**Given request**
Recast the data from the line containing "Each instance of the raw" through the end of the data as a numbered list, one line per item, with blank lines omitted.

Start of Material for this task

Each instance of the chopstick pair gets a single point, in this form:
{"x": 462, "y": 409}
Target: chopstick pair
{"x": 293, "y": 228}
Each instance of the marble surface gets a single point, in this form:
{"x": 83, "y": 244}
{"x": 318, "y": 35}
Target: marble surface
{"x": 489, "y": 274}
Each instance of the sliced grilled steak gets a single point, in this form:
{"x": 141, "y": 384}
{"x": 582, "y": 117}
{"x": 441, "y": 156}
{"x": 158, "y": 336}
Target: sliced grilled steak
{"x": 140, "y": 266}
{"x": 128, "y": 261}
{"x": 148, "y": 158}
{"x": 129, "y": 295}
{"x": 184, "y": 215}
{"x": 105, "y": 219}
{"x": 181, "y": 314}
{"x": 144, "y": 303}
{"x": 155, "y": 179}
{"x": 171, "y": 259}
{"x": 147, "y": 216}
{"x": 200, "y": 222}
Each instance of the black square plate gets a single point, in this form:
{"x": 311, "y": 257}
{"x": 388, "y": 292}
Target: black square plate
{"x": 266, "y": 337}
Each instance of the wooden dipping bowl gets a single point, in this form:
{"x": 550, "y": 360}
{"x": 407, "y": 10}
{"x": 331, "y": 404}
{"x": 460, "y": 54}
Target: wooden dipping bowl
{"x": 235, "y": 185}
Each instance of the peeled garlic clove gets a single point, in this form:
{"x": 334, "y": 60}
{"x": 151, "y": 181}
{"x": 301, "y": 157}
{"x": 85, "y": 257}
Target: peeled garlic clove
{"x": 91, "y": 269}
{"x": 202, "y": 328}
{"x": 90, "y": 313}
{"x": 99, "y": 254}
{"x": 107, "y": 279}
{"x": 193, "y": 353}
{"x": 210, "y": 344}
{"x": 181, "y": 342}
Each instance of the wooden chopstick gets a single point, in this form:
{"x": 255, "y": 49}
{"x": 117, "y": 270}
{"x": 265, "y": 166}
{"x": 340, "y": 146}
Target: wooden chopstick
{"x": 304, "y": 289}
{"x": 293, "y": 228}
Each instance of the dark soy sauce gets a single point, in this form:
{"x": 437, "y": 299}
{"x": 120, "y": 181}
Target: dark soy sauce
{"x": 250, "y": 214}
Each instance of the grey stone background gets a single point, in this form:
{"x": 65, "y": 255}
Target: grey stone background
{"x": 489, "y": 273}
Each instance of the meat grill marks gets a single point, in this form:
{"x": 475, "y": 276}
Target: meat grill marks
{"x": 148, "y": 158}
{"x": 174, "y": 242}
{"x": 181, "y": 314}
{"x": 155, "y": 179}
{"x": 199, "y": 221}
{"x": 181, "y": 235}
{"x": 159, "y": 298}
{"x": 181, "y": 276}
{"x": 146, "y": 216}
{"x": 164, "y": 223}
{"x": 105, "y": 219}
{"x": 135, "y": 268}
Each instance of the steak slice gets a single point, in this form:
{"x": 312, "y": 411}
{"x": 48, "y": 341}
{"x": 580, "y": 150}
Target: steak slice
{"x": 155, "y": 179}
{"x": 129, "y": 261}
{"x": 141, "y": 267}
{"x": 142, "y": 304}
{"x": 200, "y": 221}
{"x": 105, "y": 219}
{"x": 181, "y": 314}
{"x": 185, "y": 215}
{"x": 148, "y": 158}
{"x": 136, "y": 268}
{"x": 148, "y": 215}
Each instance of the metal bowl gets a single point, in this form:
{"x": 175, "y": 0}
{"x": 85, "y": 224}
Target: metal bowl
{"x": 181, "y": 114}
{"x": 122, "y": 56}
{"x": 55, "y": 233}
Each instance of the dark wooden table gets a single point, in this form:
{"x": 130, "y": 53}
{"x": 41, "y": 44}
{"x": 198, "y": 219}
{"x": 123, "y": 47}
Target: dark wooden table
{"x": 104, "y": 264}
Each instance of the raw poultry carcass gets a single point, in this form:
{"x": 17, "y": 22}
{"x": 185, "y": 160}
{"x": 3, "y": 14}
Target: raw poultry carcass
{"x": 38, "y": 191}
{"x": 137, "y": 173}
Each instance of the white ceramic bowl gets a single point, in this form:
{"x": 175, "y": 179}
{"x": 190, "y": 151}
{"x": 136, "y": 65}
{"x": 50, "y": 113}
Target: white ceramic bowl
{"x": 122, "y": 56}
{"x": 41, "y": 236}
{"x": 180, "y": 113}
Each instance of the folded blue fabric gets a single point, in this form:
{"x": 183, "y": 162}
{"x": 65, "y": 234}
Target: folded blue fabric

End of Material for this task

**Final result**
1. Each instance of the raw poultry carcass gets a single point, in this form:
2. {"x": 17, "y": 22}
3. {"x": 185, "y": 160}
4. {"x": 3, "y": 14}
5. Target: raw poultry carcass
6. {"x": 38, "y": 191}
7. {"x": 137, "y": 173}
8. Each instance of the white ceramic bowl gets a single point, in this form:
9. {"x": 175, "y": 179}
10. {"x": 190, "y": 151}
11. {"x": 136, "y": 65}
12. {"x": 50, "y": 113}
13. Target: white ceramic bowl
14. {"x": 122, "y": 56}
15. {"x": 41, "y": 236}
16. {"x": 180, "y": 113}
17. Each instance of the folded blue fabric gets a single point, in this form:
18. {"x": 183, "y": 162}
19. {"x": 65, "y": 234}
20. Target: folded blue fabric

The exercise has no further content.